DO THIS:
Reproduce every line below from the one containing "Could you kindly point to the large" through the final line, inclusive, offsetting each answer coordinate by adding 62 to it. Leave all other numbers and text unchanged.

RECORDS TO PROCESS:
<<<<

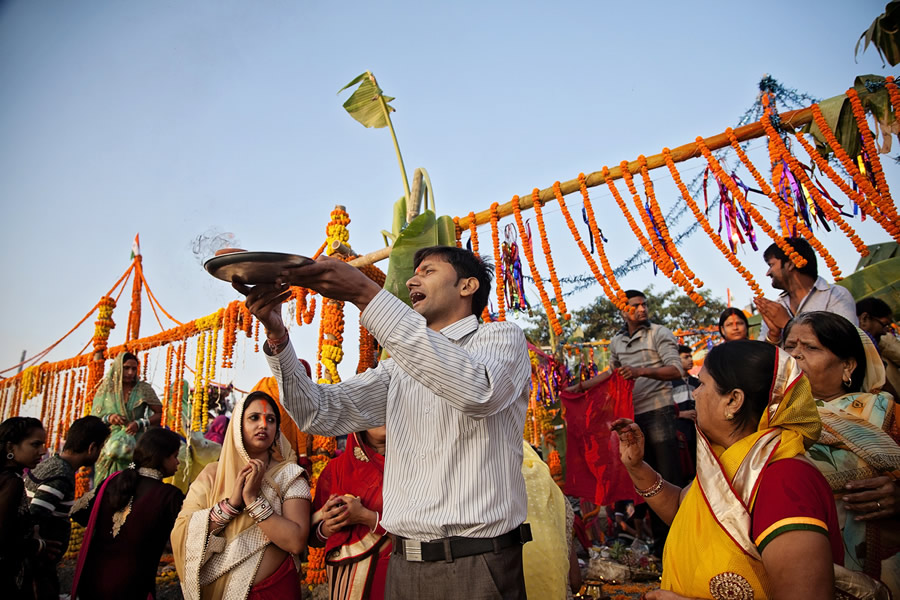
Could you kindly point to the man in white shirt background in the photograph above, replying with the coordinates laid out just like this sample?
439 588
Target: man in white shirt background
804 291
453 396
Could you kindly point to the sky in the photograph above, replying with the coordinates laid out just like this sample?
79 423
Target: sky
177 119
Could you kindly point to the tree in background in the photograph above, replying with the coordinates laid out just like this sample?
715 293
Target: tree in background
601 320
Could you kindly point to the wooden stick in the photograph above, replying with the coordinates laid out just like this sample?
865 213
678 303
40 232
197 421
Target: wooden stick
794 118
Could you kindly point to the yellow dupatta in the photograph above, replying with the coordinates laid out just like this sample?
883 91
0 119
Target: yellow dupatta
709 552
224 565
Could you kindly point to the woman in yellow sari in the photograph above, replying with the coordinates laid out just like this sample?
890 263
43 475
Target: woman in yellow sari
245 520
758 518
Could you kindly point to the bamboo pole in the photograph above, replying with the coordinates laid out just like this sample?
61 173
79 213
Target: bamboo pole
794 118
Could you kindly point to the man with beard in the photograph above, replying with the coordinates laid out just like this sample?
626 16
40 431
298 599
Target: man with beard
648 353
804 291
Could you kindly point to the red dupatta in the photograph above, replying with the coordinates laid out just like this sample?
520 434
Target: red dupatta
89 534
358 471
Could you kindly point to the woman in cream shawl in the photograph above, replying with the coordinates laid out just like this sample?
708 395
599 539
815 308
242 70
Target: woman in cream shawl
858 452
227 542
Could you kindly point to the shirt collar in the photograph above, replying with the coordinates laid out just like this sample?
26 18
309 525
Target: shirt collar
460 329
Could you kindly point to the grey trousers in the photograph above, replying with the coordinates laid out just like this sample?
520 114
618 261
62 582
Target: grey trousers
489 576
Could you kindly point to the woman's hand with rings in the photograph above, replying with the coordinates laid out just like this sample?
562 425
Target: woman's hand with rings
875 498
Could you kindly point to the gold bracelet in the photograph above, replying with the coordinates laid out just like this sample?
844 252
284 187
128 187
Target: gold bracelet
652 490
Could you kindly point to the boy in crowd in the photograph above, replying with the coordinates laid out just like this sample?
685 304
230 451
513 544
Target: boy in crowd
51 492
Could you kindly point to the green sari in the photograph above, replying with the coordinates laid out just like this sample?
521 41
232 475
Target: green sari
855 444
109 400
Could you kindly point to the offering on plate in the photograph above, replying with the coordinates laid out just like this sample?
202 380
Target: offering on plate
252 268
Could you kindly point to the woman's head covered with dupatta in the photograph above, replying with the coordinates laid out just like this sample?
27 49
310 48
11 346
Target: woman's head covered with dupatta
838 357
750 386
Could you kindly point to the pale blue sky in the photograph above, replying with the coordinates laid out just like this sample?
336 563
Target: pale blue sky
171 118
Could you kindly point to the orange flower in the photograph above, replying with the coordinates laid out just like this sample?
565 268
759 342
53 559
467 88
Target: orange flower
704 223
535 274
768 191
495 237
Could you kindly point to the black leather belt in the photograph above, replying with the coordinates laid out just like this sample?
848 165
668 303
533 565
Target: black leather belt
457 547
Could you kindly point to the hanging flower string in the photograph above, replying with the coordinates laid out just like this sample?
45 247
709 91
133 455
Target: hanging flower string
795 167
859 113
498 262
766 189
535 274
661 222
855 196
664 261
737 193
704 223
603 281
545 246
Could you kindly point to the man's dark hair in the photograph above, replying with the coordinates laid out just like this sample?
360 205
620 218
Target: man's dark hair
466 264
875 307
743 365
803 249
86 431
839 336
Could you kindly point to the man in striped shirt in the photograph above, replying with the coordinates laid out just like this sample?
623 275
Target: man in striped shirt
453 396
51 491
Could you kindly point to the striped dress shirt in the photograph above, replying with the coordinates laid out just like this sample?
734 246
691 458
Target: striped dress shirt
454 404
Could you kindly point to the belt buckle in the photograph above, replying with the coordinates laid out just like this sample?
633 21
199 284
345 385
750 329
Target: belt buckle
412 550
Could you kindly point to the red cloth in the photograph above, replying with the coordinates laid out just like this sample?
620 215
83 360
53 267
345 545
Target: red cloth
283 584
593 468
347 474
793 488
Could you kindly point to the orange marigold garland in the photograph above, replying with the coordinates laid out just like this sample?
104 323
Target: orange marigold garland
499 283
766 189
645 243
855 196
606 282
800 173
869 144
535 274
545 246
739 196
873 199
664 261
660 221
704 223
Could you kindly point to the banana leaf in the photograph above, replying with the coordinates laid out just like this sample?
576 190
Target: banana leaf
364 104
884 34
422 232
839 115
881 280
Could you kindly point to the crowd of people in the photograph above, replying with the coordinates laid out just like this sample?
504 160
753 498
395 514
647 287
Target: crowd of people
776 462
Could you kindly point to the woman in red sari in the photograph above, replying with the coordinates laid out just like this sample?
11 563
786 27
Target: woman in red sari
346 519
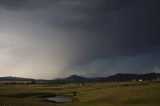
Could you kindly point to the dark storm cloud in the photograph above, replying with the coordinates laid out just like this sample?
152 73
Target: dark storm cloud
116 27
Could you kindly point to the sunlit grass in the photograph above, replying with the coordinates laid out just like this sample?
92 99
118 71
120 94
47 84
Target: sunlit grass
92 94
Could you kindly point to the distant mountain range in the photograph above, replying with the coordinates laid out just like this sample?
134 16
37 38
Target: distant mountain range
120 77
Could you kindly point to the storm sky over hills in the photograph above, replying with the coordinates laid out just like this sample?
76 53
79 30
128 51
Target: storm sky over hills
56 38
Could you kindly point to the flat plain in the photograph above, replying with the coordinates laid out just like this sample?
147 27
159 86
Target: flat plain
145 93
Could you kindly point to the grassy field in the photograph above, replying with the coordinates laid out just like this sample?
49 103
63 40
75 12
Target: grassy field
95 94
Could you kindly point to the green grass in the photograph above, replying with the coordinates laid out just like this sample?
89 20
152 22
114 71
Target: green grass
97 94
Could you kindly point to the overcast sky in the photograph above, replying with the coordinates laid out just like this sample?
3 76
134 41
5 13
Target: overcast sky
57 38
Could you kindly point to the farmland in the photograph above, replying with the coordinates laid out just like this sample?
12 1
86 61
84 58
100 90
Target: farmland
145 93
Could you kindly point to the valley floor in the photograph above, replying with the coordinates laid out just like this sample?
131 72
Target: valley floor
92 94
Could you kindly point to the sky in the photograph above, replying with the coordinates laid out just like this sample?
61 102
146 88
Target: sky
57 38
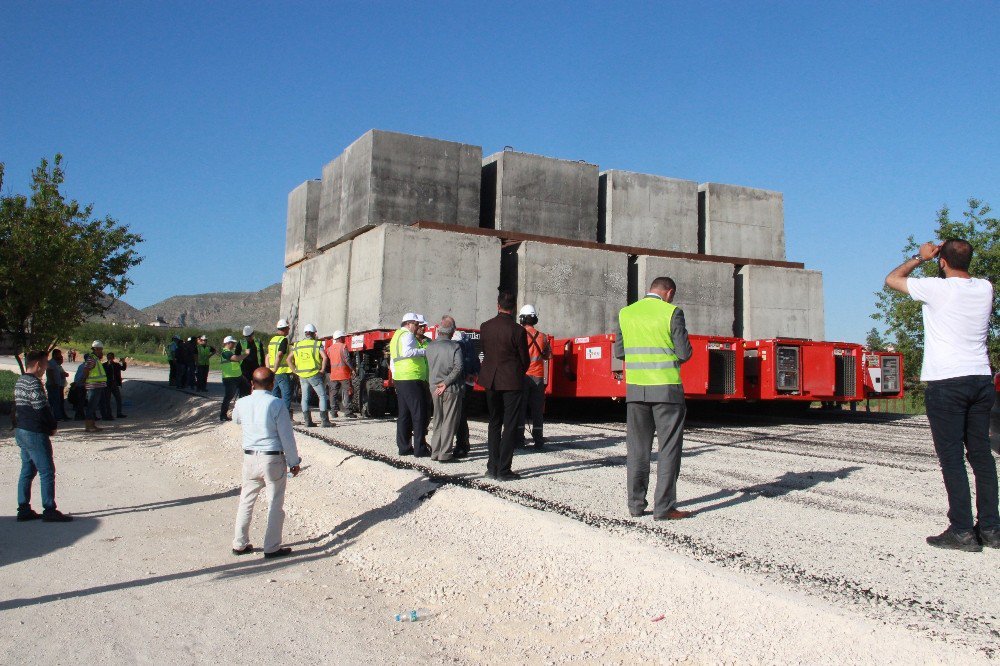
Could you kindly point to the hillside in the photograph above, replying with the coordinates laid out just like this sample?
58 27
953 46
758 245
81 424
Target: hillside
220 310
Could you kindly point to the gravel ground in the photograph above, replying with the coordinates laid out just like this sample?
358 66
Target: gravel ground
809 548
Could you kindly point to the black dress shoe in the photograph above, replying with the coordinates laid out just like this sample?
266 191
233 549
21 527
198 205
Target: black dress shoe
281 552
964 541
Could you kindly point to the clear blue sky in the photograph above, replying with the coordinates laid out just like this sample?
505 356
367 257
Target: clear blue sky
192 121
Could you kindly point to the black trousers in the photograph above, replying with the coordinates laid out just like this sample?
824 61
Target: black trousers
411 423
958 410
505 417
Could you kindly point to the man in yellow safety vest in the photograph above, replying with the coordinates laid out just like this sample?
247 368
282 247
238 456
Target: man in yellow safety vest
652 339
308 362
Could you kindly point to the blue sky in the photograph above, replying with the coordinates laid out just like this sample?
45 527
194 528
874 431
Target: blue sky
191 121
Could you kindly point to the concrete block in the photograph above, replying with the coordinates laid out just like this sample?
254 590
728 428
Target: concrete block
641 210
302 221
291 282
705 291
396 269
539 195
387 177
774 302
737 221
323 291
577 291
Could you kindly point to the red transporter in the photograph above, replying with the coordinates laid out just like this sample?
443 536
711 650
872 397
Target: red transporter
586 368
803 370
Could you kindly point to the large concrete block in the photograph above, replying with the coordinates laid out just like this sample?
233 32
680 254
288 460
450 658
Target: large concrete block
539 195
387 177
737 221
291 283
640 210
323 291
705 291
577 291
302 221
396 269
774 302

>>>>

REPLY TO THE TASK:
Could you kindly point to the large concrete block in the photograph above, replying with the coordinates laid out just like this sample?
233 32
680 254
288 460
450 658
Target: large concrete block
601 257
449 239
799 283
353 345
702 272
385 353
767 353
639 353
364 283
458 331
836 364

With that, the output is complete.